** start of Dataset entries **

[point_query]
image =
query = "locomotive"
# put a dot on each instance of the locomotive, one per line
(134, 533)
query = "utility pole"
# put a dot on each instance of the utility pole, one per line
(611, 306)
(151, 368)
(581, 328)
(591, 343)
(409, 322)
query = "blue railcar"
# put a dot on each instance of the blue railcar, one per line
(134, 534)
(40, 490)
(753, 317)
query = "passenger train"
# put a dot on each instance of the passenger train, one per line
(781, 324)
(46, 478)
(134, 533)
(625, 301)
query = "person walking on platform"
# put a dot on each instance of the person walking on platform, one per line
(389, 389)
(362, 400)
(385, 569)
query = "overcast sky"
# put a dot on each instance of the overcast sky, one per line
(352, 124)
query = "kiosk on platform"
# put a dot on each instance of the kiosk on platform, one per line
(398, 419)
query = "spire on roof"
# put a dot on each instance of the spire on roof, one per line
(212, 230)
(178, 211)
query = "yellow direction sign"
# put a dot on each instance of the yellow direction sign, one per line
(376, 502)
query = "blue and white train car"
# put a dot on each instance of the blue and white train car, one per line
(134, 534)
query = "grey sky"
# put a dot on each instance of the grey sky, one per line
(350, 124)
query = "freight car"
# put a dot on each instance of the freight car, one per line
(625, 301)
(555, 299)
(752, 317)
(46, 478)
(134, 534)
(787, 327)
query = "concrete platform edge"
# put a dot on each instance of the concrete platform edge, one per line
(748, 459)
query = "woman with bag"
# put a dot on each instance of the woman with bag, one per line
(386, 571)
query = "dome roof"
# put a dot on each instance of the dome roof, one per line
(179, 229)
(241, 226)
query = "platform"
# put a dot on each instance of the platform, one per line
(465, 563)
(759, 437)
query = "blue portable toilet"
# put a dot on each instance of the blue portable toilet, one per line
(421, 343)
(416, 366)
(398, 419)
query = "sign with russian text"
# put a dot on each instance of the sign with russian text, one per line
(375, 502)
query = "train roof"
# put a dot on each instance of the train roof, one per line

** end of Dataset entries **

■ Exercise
Type out the full listing again, exactly as given.

■ Answer for the task
[point_query]
image =
query = "locomotive"
# put a dot on each instance of the locomotive, one per line
(134, 533)
query = "utility pole"
# put a dot on each instance of the utility pole, one per line
(611, 306)
(151, 368)
(581, 328)
(591, 343)
(409, 322)
query = "blue railcar"
# put a dot on each instance of the blue railcar, one per line
(134, 534)
(40, 490)
(753, 317)
query = "passenger train"
# put a dot on each instance of the passenger train, one per line
(781, 324)
(46, 478)
(134, 533)
(625, 301)
query = "person walking on platform"
# put a dot on each instance of the person walking on platform, one per line
(389, 389)
(362, 400)
(385, 569)
query = "overcast sky"
# put a dot on each instance of the overcast sky, one per line
(352, 124)
query = "kiosk on platform"
# put a dot on each instance of the kiosk on platform, one per line
(398, 419)
query = "spire on roof"
# put a dot on each instance of the spire on roof, one per line
(212, 230)
(178, 211)
query = "yellow direction sign"
# put a dot on each instance of the yellow direction sign, one per line
(376, 502)
query = "blue and white train car"
# put a dot on each instance of the blue and white train car, one per line
(134, 534)
query = "grey sky"
# put a dot on each instance of the grey sky, one per line
(350, 124)
query = "freight car"
# put a dot on each instance of the freight car, one per line
(625, 301)
(555, 299)
(752, 317)
(46, 478)
(134, 534)
(787, 327)
query = "concrete platform edge"
# put a dot on each instance of the concrete platform edge, one per line
(748, 459)
query = "woman with bag"
# put a dot on each instance of the woman with bag, one per line
(386, 571)
query = "dome roof"
# put a dot on each instance of the dome roof, one per line
(179, 229)
(241, 226)
query = "platform"
# put a dot on each instance of the platform, one per line
(465, 563)
(759, 437)
query = "blue portable toilet"
# put a dot on each instance of the blue portable toilet, one per line
(421, 343)
(416, 366)
(398, 419)
query = "sign with russian text"
# put a dot on each instance of the sign with russian text, one per line
(375, 502)
query = "train roof"
# put a dot on each instance of the train roof, one per line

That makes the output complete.